— START Document text —

This methodology enhances educational processes through cycles of planning,
action, observation, and reflection. Through group activities such as PESTEL, SWOT,
and Value Chain analysis, competencies such as innovation, teamwork,
communication, and social and environmental commitment are developed.
An activity based on the Pattern Categorization Framework (Esteban-Amaro
et al., 2024) was included to address Sustainable Development Goal 12 and integrate
business sustainability, promoting reflective and experiential learning. The program
develops five cross-disciplinary competencies, with FBO particularly promoting
innovation, teamwork, and communication. These competencies were addressed
through creative problem-solving, collaboration, and presentations tailored to the
audience.
During the semester, students analyzed a real company using tools such as
PESTEL (Kotler, 1967), Porter’s Five Forces (Porter, 1989; Bell & Rochford, 2016),
Value Chain (Porter et al., 1985), SWOT (Learned et al., 1969; Bell & Rochford, 2016;
Puyt et al., 2023), BCG Matrix (Hambrick et al., 1982), and Porter’s Strategies, while
also evaluating organizational structure, information systems, finance, and
marketing (Font, 2012).

— END Document text —

Short exercise A —
Update the passage on teaching methodology from "This methodology enhances" up to and including "commitment are developed.", replacing "reflection" with "evaluation".

— START Supplied records —

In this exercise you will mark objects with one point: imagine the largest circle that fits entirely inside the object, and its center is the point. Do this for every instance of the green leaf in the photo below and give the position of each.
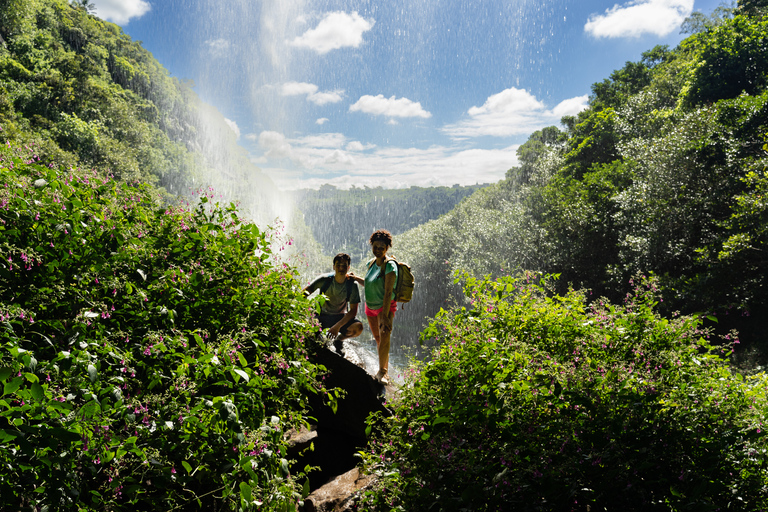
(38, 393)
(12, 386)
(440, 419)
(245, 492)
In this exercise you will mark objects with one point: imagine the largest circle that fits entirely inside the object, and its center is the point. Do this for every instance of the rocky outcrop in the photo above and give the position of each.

— END Supplied records —

Short exercise B —
Report each line of the entries that contains the word "imagine", treating uppercase and lowercase as different.

Final result A —
This methodology enhances educational processes through cycles of planning,
action, observation, and evaluation. Through group activities such as PESTEL, SWOT,
and Value Chain analysis, competencies such as innovation, teamwork,
communication, and social and environmental commitment are developed.

Final result B —
In this exercise you will mark objects with one point: imagine the largest circle that fits entirely inside the object, and its center is the point. Do this for every instance of the green leaf in the photo below and give the position of each.
In this exercise you will mark objects with one point: imagine the largest circle that fits entirely inside the object, and its center is the point. Do this for every instance of the rocky outcrop in the photo above and give the position of each.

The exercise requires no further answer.